Collected data:
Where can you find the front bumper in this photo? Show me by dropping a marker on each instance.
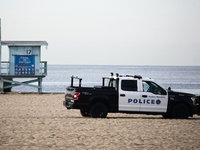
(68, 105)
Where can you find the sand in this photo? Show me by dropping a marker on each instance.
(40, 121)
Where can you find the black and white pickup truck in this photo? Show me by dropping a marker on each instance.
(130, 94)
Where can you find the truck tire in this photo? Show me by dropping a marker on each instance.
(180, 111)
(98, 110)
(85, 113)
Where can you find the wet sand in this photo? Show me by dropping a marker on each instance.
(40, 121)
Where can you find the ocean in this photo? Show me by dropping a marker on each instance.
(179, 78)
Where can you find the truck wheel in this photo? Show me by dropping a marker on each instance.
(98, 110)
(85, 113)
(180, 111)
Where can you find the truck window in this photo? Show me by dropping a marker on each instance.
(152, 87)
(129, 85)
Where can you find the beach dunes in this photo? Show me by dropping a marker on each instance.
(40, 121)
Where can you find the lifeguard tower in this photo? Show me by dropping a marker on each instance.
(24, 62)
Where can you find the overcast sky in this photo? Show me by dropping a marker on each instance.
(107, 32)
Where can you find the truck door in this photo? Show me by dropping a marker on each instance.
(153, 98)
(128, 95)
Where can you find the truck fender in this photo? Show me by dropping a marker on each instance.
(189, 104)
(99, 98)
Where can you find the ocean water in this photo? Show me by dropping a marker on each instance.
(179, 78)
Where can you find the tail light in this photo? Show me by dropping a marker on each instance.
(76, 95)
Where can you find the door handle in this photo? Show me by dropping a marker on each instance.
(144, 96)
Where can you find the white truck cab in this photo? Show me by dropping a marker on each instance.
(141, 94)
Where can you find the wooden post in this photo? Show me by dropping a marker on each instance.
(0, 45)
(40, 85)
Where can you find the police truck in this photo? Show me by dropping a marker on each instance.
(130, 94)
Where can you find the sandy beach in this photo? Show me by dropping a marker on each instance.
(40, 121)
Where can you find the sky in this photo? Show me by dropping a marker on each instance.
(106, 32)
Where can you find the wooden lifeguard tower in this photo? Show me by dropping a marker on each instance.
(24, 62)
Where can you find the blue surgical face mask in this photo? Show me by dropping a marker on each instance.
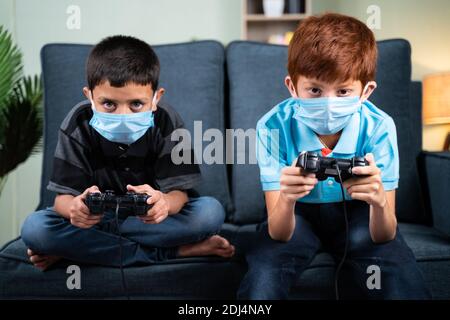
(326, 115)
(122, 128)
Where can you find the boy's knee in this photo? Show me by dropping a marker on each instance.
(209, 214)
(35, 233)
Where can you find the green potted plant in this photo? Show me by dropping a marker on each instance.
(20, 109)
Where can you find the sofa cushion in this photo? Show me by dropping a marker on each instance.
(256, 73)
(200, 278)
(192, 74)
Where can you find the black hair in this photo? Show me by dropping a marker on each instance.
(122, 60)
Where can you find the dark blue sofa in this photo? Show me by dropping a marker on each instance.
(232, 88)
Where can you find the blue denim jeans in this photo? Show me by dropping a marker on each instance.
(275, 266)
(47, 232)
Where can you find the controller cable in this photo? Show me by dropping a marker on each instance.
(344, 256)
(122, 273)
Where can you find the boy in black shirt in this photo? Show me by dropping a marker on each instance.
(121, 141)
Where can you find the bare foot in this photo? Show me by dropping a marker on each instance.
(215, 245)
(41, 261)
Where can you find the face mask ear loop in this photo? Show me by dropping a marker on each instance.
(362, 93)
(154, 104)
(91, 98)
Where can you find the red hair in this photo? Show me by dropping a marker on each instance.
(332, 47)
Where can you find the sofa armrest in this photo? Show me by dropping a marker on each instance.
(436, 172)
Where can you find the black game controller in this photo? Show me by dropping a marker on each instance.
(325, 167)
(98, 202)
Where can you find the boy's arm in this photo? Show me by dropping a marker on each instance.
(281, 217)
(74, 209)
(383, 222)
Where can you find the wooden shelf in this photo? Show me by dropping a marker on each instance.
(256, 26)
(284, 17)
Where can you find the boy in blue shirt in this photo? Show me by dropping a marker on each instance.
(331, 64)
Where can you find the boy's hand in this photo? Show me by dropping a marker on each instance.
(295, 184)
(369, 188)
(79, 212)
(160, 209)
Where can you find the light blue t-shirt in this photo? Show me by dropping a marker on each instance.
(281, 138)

• Instructions to follow: The result consists of the line with "Where can you find the boy in blue" through the last line of the entries above, repeated exactly and with nothing else.

• Problem solution:
Where can you find the boy in blue shirt in this photo? Show me by dropping a marker on each instance.
(331, 64)
Where can you find the boy's hand in this photo? Show me by dropping a marker on each instance.
(295, 184)
(369, 188)
(79, 212)
(160, 209)
Where can you find the light blue t-shirt in this photo? Show me by dropping a marker on each instance.
(281, 138)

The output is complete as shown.